Please substitute "marker" for "dot" in the stretch of data from the line containing "the sky with" through the line containing "point(1028, 555)". Return only those lines, with nothing else changed.

# [Rows from a pointing dataset]
/---
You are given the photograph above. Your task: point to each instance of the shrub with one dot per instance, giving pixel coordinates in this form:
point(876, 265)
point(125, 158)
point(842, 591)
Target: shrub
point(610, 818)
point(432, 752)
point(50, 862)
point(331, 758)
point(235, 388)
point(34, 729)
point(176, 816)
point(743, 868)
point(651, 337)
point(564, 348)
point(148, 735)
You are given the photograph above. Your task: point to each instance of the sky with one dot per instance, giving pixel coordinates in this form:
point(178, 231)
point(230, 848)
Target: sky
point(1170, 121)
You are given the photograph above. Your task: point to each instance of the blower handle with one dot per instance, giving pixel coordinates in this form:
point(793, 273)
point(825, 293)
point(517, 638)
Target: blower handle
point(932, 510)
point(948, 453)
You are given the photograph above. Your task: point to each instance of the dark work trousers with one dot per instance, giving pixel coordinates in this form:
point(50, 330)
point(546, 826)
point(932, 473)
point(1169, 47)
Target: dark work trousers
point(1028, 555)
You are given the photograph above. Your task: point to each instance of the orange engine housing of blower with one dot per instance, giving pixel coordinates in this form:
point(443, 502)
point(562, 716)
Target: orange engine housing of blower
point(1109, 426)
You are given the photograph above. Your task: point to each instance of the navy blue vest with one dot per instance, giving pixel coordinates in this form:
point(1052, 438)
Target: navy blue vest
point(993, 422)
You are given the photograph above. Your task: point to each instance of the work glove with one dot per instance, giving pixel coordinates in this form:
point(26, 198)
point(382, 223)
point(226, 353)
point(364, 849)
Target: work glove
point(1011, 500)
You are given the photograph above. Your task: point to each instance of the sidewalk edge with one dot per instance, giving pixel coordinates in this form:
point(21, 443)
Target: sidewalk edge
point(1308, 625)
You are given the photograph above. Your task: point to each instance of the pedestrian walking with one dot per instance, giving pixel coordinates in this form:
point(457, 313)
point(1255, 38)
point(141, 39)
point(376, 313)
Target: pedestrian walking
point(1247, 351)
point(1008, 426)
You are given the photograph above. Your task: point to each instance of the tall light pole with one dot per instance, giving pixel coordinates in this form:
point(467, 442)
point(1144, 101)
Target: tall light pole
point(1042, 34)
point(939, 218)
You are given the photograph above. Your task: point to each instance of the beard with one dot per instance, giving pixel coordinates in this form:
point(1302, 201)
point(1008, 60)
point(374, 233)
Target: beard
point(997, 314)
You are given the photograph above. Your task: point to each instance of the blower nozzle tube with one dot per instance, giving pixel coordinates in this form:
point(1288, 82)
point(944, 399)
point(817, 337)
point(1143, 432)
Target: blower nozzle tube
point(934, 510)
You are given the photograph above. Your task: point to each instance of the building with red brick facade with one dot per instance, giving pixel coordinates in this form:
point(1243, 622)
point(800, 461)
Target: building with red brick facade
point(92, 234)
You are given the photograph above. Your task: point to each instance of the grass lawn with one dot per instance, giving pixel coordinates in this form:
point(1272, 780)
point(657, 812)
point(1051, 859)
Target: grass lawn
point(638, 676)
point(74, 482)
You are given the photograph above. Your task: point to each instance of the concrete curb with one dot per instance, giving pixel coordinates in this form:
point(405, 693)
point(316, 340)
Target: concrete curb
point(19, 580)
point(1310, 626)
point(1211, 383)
\---
# [Exercise answer]
You are given the photograph above. Your task: point to each instance of the sky with one marker per instance, giving pixel coordinates in this form:
point(178, 231)
point(230, 848)
Target: sky
point(1170, 121)
You are given the photograph above. Your task: point to each instance of the blower handle with one marker per instance, giving pixel coordinates in this form:
point(793, 273)
point(825, 293)
point(517, 638)
Target: blower handle
point(932, 510)
point(948, 453)
You are given the photograph above. Your task: point to each instance of the dark work trousers with one marker per instance, giving pixel coordinates in this form:
point(50, 330)
point(546, 826)
point(932, 473)
point(1169, 47)
Target: dark work trousers
point(1028, 555)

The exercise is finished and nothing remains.